Requirement ▸
Go through the material below and state how many lines include "instance", giving the number only.

Dataset entries ▸
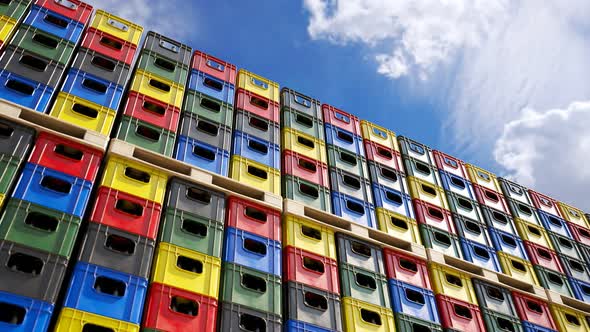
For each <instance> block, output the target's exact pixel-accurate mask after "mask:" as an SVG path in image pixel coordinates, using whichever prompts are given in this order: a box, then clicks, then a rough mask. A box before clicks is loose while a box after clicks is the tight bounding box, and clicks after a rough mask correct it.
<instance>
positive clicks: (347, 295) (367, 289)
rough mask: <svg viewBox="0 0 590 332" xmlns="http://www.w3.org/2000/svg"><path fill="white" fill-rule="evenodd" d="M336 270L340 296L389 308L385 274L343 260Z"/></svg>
mask: <svg viewBox="0 0 590 332" xmlns="http://www.w3.org/2000/svg"><path fill="white" fill-rule="evenodd" d="M338 272H339V274H340V289H341V290H342V294H341V295H342V297H352V298H355V299H357V300H361V301H365V302H368V303H372V304H374V305H378V306H380V307H385V308H391V304H390V300H389V289H388V287H387V277H386V276H384V275H382V274H378V273H375V272H372V271H368V270H365V269H362V268H360V267H357V266H354V265H350V264H346V263H343V262H340V264H339V266H338Z"/></svg>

Solution to the problem ▸
2